● Textauszug:
________________________

Vormarsch ohne Weitsicht: Eine Mehrheit des Nationalrats offenbarte heute einen verengten, rein militärischen Blick auf gegenwärtige Krisen und gefährdet damit tragende humanitäre Werte. © Keystone / Anthony Anex
Letzte Woche noch hatte sich der Ständerat im Rahmen der Debatten zur IZA-Strategie 2025-2028 mit 31 zu 13 Stimmen sehr deutlich gegen die Finanzierung der Armee auf Kosten der IZA ausgesprochen. Der Nationalrat hat heute in die Gegenrichtung entschieden und möchte mit einem Kompensationsansatz zur Finanzierung der zusätzlichen Mittel für die Armee auch bei der internationalen Zusammenarbeit Gelder abzweigen.
Damit verkennt der Nationalrat, dass die internationale Zusammenarbeit integraler Bestandteil einer ganzheitlichen Sicherheitspolitik ist. «Die Finanzierung der Armee auf Kosten der internationalen Zusammenarbeit unterminiert die humanitäre Tradition der Schweiz. Es ist auch sicherheitspolitisch kurzsichtig, die Feuerwehr auf Kosten von Brandschutzmassnahmen zu stärken», sagt Andreas Missbach, Geschäftsleiter von Alliance Sud, dem Schweizer Kompetenzzentrum für internationale Zusammenarbeit und Entwicklungspolitik.

________________________

● Aufgaben:
- 1) Fasse den Textauszug über die Finanzierung der Armee in zwei Sätzen zusammen.
- 2) Entnimm dem Textauszug über die Finanzierung der Armee wörtlich alles von „Vormarsch ohne Weitsicht: Eine“ bis hinunter zu „Zusammenarbeit Gelder abzweigen.“.
- 3) Setze den Textauszug über die Finanzierung der Armee im Anschluss an seinen letzten Satz fort.

● Datenauszug:
________________________

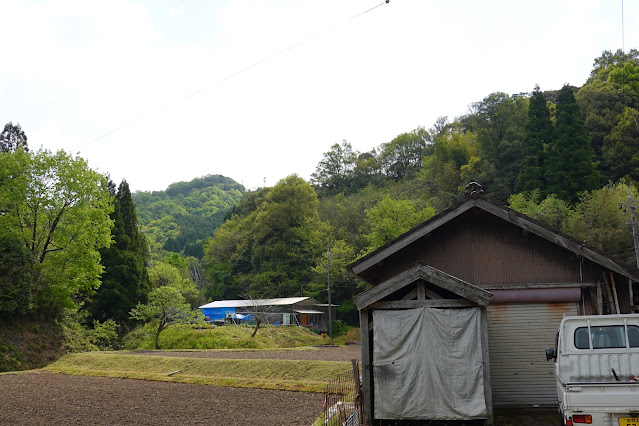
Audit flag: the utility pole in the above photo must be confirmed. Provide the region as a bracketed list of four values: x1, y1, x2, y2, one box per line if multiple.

________________________

● Lösungen:
- 1) Nachdem sich der Ständerat letzte Woche mit 31 zu 13 Stimmen gegen eine Finanzierung der Armee auf Kosten der internationalen Zusammenarbeit ausgesprochen hatte, will der Nationalrat mit einem Kompensationsansatz auch dort Gelder für die Armee abzweigen. Damit verkennt der Nationalrat laut dem Text, dass die internationale Zusammenarbeit integraler Bestandteil einer ganzheitlichen Sicherheitspolitik ist, und Andreas Missbach von Alliance Sud sieht die humanitäre Tradition der Schweiz untergraben.

- 2)
Vormarsch ohne Weitsicht: Eine Mehrheit des Nationalrats offenbarte heute einen verengten, rein militärischen Blick auf gegenwärtige Krisen und gefährdet damit tragende humanitäre Werte. © Keystone / Anthony Anex
Letzte Woche noch hatte sich der Ständerat im Rahmen der Debatten zur IZA-Strategie 2025-2028 mit 31 zu 13 Stimmen sehr deutlich gegen die Finanzierung der Armee auf Kosten der IZA ausgesprochen. Der Nationalrat hat heute in die Gegenrichtung entschieden und möchte mit einem Kompensationsansatz zur Finanzierung der zusätzlichen Mittel für die Armee auch bei der internationalen Zusammenarbeit Gelder abzweigen.

- 3)
Im aktuellen Sicherheitspolitischen Bericht steht klipp und klar: «Die Schweiz (…) trägt zur Stärkung internationaler Sicherheit und Stabilität bei, indem sie gute Dienste anbietet, Beiträge zur Friedensförderung leistet, sich für Völkerrecht, Rechtstaatlichkeit und Menschenrechte einsetzt, die Ursachen von Instabilität und Konflikten mit der Entwicklungszusammenarbeit bekämpft und mit humanitärer Hilfe zur Linderung der Not der Zivilbevölkerung beiträgt.»
Hinzu kommt, dass die Verpflichtungskredite der IZA-Strategie 2025-2028 bereits die Ukraine-Finanzierung im Rahmen von 1.5 Milliarden Franken absorbieren mussten. So kommt auch die Expertenkommission Gaillard in ihrem Bericht zum Schluss, «dass die IZA bei der übrigen Entwicklungshilfe bereits deutliche Reduktionen umsetzen musste, um vom Bundesrat zusätzlich geplante Mittel für die Ukraine zu kompensieren». Jede zusätzliche Kürzung auf dem Buckel der Ärmsten stellt die bewährte internationale Zusammenarbeit der Schweiz in Frage.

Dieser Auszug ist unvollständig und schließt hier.